> TASK DETAILS
Rewrite all of the entries below, swapping every "single dot" for "single point" and leaving everything else unchanged.

> MATERIAL FOR THIS TASK
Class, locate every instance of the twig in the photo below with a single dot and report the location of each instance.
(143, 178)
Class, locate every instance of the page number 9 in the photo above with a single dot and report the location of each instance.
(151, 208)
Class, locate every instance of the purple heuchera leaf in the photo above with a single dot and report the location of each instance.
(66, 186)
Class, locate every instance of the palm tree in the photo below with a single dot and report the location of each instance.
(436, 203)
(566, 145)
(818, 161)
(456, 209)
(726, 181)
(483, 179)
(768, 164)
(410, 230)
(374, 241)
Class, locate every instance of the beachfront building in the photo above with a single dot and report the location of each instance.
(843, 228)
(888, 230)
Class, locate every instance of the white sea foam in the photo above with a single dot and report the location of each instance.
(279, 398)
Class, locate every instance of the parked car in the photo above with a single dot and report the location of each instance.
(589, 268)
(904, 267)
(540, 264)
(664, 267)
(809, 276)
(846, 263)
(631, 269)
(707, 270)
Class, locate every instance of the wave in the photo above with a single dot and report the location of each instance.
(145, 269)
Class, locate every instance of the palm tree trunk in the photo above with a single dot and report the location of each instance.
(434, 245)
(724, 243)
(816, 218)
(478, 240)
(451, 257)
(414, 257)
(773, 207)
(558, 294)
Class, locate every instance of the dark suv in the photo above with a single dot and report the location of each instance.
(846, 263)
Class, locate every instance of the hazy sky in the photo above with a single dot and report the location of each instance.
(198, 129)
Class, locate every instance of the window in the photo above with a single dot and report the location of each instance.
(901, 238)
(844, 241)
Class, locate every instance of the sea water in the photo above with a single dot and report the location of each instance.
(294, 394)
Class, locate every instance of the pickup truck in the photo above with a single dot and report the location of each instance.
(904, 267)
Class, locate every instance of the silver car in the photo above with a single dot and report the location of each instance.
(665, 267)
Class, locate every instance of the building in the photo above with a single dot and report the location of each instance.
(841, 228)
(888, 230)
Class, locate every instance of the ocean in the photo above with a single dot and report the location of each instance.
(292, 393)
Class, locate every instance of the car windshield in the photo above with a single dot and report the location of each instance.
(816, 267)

> RESPONSE TO THE TASK
Class, locate every instance of the twig in the photo below with a single point and report the location of each instance.
(143, 178)
Class, locate every instance of the page number 9 in the photo above with a single point and report the location of each instance.
(151, 208)
Class, locate every instance of the purple heuchera leaf in the photo above with a single point and report the location of each instance.
(66, 186)
Class, locate every instance of the palm tree in the photo below with a single point and report the location of each instance.
(436, 203)
(566, 145)
(818, 161)
(456, 209)
(726, 181)
(483, 179)
(768, 164)
(410, 230)
(374, 241)
Class, locate every instance of the beachfront building in the photo above with a single point and report the location of each instance.
(843, 228)
(888, 230)
Class, locate every instance of the white sea foam in the photo above with a single point and report the location of each instance.
(279, 398)
Class, locate every instance of the parked car in the photo above with a single point and report the location of each instance.
(589, 268)
(904, 267)
(540, 264)
(664, 267)
(809, 276)
(846, 263)
(631, 269)
(707, 270)
Class, locate every instance of the wave in the photo above with a single point and report the location of each instance.
(145, 269)
Class, locate every instance of the palm tree trunk in the photo above with a single point and report the location of each instance.
(434, 245)
(724, 243)
(816, 218)
(478, 240)
(451, 257)
(414, 257)
(773, 207)
(558, 294)
Class, locate every instance of the dark suv in the photo above with a single point and report the location of each instance.
(846, 263)
Class, locate every instance of the hazy sky in the photo above with a single point and report the location of each instance.
(198, 129)
Class, locate every instance of the window in the photo above with a single point and report the location of each instance.
(901, 238)
(844, 241)
Class, locate every instance of the sea water in the photo above with a single point and report the location of each instance.
(294, 394)
Class, locate every instance of the pickup truck in the photo above with a single point and report the location of each instance.
(904, 267)
Class, locate every instance of the silver car in the photo above with a single point and report the location of each instance.
(665, 267)
Class, locate every instance of the building in the photo above with a single point and report the location of each instance.
(841, 228)
(888, 230)
Class, locate every instance of the ocean in the photo above with a single point and report the location of each instance.
(292, 393)
Class, locate every instance of the car windshield in the photo above with a single point and report the location of each instance.
(816, 267)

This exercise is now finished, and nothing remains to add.